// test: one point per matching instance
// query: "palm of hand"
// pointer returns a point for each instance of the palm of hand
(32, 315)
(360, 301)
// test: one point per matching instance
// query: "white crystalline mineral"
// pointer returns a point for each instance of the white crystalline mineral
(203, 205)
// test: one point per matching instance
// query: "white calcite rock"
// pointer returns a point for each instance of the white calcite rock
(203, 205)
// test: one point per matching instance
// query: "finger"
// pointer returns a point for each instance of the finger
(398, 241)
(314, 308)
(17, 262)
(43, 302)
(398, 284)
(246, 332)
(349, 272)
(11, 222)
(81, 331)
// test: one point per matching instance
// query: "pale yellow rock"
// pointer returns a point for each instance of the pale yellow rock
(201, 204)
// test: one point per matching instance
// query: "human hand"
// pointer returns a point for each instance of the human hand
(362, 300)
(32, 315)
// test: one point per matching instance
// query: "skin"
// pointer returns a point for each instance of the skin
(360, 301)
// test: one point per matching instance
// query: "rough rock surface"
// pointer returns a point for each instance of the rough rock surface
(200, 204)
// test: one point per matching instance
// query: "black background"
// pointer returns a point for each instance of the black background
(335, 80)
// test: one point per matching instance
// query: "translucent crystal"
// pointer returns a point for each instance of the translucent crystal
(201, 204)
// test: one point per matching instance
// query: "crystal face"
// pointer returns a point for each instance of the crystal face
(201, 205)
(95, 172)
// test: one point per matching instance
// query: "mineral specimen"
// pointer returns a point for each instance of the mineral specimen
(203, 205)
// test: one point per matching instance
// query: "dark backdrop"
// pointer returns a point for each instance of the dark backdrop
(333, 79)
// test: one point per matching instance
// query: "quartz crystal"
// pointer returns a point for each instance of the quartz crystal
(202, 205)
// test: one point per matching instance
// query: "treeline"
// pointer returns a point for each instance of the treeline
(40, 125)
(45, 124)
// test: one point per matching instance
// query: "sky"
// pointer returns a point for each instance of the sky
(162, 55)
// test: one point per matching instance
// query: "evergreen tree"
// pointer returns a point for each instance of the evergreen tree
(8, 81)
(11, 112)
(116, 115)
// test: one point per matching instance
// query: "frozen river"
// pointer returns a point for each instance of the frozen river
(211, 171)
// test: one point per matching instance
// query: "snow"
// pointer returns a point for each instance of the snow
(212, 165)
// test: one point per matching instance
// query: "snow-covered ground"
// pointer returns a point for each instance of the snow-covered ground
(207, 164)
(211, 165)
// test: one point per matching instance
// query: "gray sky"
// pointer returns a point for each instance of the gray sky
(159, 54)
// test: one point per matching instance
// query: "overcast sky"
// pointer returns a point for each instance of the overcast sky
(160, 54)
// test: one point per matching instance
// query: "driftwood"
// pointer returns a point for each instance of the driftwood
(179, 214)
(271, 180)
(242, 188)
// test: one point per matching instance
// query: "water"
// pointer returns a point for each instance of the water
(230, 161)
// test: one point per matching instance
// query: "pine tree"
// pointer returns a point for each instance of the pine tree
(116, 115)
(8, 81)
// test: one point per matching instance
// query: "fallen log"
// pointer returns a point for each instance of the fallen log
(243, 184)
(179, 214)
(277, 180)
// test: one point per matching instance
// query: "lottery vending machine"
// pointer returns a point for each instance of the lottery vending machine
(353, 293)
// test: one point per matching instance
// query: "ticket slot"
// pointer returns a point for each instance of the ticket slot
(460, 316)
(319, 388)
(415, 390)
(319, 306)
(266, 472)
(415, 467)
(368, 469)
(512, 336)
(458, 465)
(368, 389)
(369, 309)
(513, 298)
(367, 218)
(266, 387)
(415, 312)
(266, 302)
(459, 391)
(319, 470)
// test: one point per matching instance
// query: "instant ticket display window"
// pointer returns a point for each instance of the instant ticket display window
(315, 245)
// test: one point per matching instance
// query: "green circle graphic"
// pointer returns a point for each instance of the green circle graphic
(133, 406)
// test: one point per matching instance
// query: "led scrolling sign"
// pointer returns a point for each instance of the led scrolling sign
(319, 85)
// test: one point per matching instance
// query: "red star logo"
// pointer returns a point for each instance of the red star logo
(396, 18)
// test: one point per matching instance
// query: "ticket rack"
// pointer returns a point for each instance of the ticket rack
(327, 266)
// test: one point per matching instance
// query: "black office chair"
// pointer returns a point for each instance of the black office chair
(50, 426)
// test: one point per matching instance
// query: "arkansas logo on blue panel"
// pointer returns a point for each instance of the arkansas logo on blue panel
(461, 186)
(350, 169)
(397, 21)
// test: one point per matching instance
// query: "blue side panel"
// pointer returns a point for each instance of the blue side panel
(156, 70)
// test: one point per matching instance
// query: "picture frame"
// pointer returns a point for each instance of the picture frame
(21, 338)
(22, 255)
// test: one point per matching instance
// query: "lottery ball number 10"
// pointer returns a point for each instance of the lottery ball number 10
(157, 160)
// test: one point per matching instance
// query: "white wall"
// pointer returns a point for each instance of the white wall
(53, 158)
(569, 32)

▶ **GIVEN PROBLEM**:
Quote the entire listing above exactly.

▶ **FULL ANSWER**:
// test: one point per matching instance
// query: "palm of hand"
// pointer returns a point for each instance of the palm of hand
(32, 315)
(360, 301)
// test: one point per matching instance
// query: "white crystalline mineral"
// pointer returns a point for each instance of the white crystalline mineral
(203, 205)
// test: one point per matching instance
// query: "white calcite rock"
// pointer returns a point for each instance of the white calcite rock
(203, 205)
// test: one point per matching instance
// query: "finger"
// pointer returns a point for each instance of the finger
(398, 241)
(314, 308)
(17, 262)
(43, 302)
(398, 284)
(246, 332)
(349, 272)
(11, 222)
(81, 331)
// test: one point per matching instance
// query: "pale yellow rock"
// pointer returns a point for each instance of the pale yellow rock
(201, 204)
// test: one point per matching instance
// query: "human hand"
// pointer returns a point for each instance of the human hand
(362, 300)
(32, 315)
// test: one point per matching instance
// query: "skin"
// pointer returns a point for each instance of the skin
(360, 301)
// test: one point per matching instance
// query: "rough rock surface"
// pointer returns a point for each instance of the rough rock surface
(200, 204)
// test: one point per matching instance
// query: "black background"
// pointer returns a point for each instance of the black background
(335, 80)
// test: one point per matching instance
// query: "translucent crystal"
// pointer returns a point for each instance of the translucent crystal
(201, 204)
// test: one point per matching instance
// query: "crystal face"
// pointer returns a point for each instance of the crystal face
(201, 205)
(95, 172)
// test: one point per matching instance
// query: "mineral specimen"
// pointer returns a point for each instance of the mineral specimen
(203, 205)
// test: one point per matching instance
// query: "dark backdrop"
// pointer returns a point for each instance of the dark backdrop
(333, 79)
// test: one point per matching instance
// query: "quartz crystal"
// pointer returns a point for each instance of the quartz crystal
(202, 205)
// test: one point per matching instance
// query: "treeline"
// pointer returns a point for each instance of the treeline
(40, 125)
(45, 124)
// test: one point per matching instance
// query: "sky"
// pointer returns a point for each instance of the sky
(162, 55)
// test: one point per matching instance
// query: "evergreen tree"
// pointer returns a point for each instance of the evergreen tree
(8, 81)
(11, 112)
(116, 115)
// test: one point per matching instance
// query: "frozen river"
// pointer returns a point for each instance of the frozen river
(211, 171)
// test: one point per matching instance
// query: "snow"
// pointer returns a point for each instance of the snow
(212, 165)
// test: one point per matching instance
// query: "snow-covered ground"
// pointer returns a point for each instance of the snow-covered ground
(207, 164)
(211, 165)
// test: one point per matching instance
// query: "gray sky"
// pointer returns a point for each instance of the gray sky
(159, 54)
// test: one point per matching instance
// query: "overcast sky"
// pointer returns a point for each instance of the overcast sky
(160, 54)
// test: one point per matching instance
// query: "driftwood"
// pointer returns a point for each instance of the driftwood
(179, 214)
(271, 180)
(242, 188)
// test: one point per matching instance
// query: "water"
// pointer returns a point for each instance of the water
(230, 161)
// test: one point per matching instance
// query: "pine tree"
// pointer returns a point for each instance of the pine tree
(116, 115)
(8, 81)
// test: one point per matching instance
// query: "fallen log"
// pointer returns a point for each instance of the fallen log
(243, 184)
(179, 214)
(277, 180)
// test: one point per matching instance
// query: "lottery vending machine"
// pointer returns a point for each instance of the lottery vending machine
(353, 293)
// test: one point per matching instance
// query: "ticket slot"
// pointer returns a point for each instance of the ticket slot
(460, 316)
(319, 388)
(415, 390)
(319, 306)
(266, 472)
(415, 467)
(368, 469)
(512, 336)
(458, 465)
(368, 389)
(369, 309)
(513, 298)
(367, 218)
(266, 387)
(415, 312)
(266, 302)
(459, 391)
(319, 470)
// test: one point per matching instance
// query: "instant ticket display window"
// pointer returns a point for each instance of the instant ticket display window
(315, 245)
// test: one point per matching instance
// query: "green circle graphic"
// pointer returns a point for each instance of the green circle graphic
(133, 406)
// test: one point per matching instance
// query: "led scrolling sign"
// pointer returns a point for each instance of the led scrolling sign
(319, 85)
// test: one point per matching instance
// query: "red star logo"
// pointer returns a point for each instance of the red star logo
(396, 18)
// test: one point per matching instance
// query: "ticket rack"
// pointer returns a point for each instance of the ticket rack
(327, 266)
// test: one point per matching instance
// query: "black office chair"
// pointer returns a point for each instance of the black office chair
(50, 426)
// test: one point per matching instance
// query: "arkansas logo on blue panel"
// pointer returns a point for each instance of the arkansas logo on blue panel
(461, 186)
(350, 169)
(397, 21)
// test: one point per matching instance
// query: "blue side panel"
// pointer returns a point for each instance of the blue side panel
(156, 70)
// test: one point per matching instance
// query: "picture frame"
// pointer returns a point for each instance of the picture frame
(21, 338)
(22, 255)
// test: one point per matching instance
// query: "lottery ball number 10"
// pointer returns a point for each instance of the lottery ball number 10
(157, 160)
// test: one point per matching instance
// query: "white wall"
// pointer returns a point for each instance of the white wall
(53, 158)
(569, 32)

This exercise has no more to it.